Task description:
Each entry that follows is to be duplicated exactly, without its images.
:::::
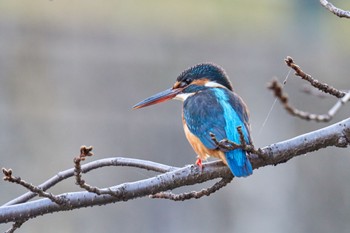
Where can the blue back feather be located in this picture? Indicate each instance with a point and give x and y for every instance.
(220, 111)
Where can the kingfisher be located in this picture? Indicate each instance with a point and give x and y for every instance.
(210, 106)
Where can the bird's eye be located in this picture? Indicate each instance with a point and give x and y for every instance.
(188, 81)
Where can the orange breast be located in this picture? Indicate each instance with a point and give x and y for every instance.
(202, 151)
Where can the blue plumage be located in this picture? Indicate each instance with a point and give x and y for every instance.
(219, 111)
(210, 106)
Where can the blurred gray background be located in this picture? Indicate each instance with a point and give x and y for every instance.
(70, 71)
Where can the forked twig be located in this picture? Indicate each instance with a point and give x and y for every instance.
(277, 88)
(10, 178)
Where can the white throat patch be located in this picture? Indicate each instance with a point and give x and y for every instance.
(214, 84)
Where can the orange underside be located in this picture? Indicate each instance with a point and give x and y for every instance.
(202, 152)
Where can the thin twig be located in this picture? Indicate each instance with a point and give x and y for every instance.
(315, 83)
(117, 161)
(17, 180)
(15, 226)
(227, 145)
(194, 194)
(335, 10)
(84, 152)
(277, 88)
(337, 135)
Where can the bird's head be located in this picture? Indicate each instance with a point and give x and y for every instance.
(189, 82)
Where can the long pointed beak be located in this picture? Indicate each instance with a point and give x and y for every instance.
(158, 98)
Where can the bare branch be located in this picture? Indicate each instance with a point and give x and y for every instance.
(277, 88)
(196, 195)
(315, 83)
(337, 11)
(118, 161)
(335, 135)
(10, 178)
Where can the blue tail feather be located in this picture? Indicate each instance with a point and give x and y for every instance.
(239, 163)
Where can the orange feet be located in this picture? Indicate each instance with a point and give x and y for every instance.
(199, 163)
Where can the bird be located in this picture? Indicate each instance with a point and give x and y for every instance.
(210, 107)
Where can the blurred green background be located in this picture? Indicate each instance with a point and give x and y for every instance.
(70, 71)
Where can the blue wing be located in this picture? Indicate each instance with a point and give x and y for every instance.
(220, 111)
:::::
Reply:
Where can the blue back feather be located in this picture? Indicate each instance with a point and give x and y for every instance.
(220, 111)
Where can the kingfisher be located in this picture? Indicate each instance with a point and give x and y for every instance.
(210, 106)
Where can the bird's eye be located in this picture? Indicate each instance with a point and give x and y for every instance.
(188, 81)
Where can the orange breast be located in this picture? Indicate each instance with a point and give x and y for every instance.
(202, 151)
Where can the blue plumage be located in this picture? Indicate each instance with a point and give x and y for every instance.
(219, 111)
(210, 106)
Where can the blurred gray background be located in this picture? Indicate each instance with a point and give x and y for every instance.
(70, 71)
Where can the forked twig be located in this picture? Indicate each instance with a point and give x and y for every instance.
(277, 88)
(10, 178)
Where can the white throat patch be located in this picture? Indicate each instance with a point and give x and y for every instance.
(214, 84)
Where can the orange underside be located in this picture? Indicate each instance with a point and give x and y for every instance.
(202, 152)
Where can the thin twig be located in this picture? Indicate each instance with a point and give x and y for every instance.
(315, 83)
(117, 161)
(17, 180)
(15, 226)
(227, 145)
(194, 194)
(335, 10)
(84, 152)
(277, 88)
(337, 135)
Where can the bird's head be located in this picture? Indicate each instance with a point and give x and y for every instance.
(189, 82)
Where can the long pointed beak be located in this picture? Indicate each instance with a point and give x and y for every instance.
(158, 98)
Where can the bare branch be located in this picture? Indicate each instance with a point and give x and y for every instance.
(277, 88)
(196, 195)
(315, 83)
(337, 11)
(118, 161)
(335, 135)
(10, 178)
Where can the blue tail feather be located in this picture? Indicate each instance with a point and give x and y for every instance.
(239, 163)
Where can the orange feet be located in this picture? Indicate each instance with a point and give x and y for every instance.
(199, 163)
Where can the bird be located in this picture? Indicate each instance with a point and give x and y for every instance.
(210, 107)
Where can the blurred green background be located in this picture? Indicate each instance with a point and give x and y for every instance.
(70, 71)
Where can the blue wing be located in this picture? Indicate each instance with a point and give x and y for every instance.
(220, 111)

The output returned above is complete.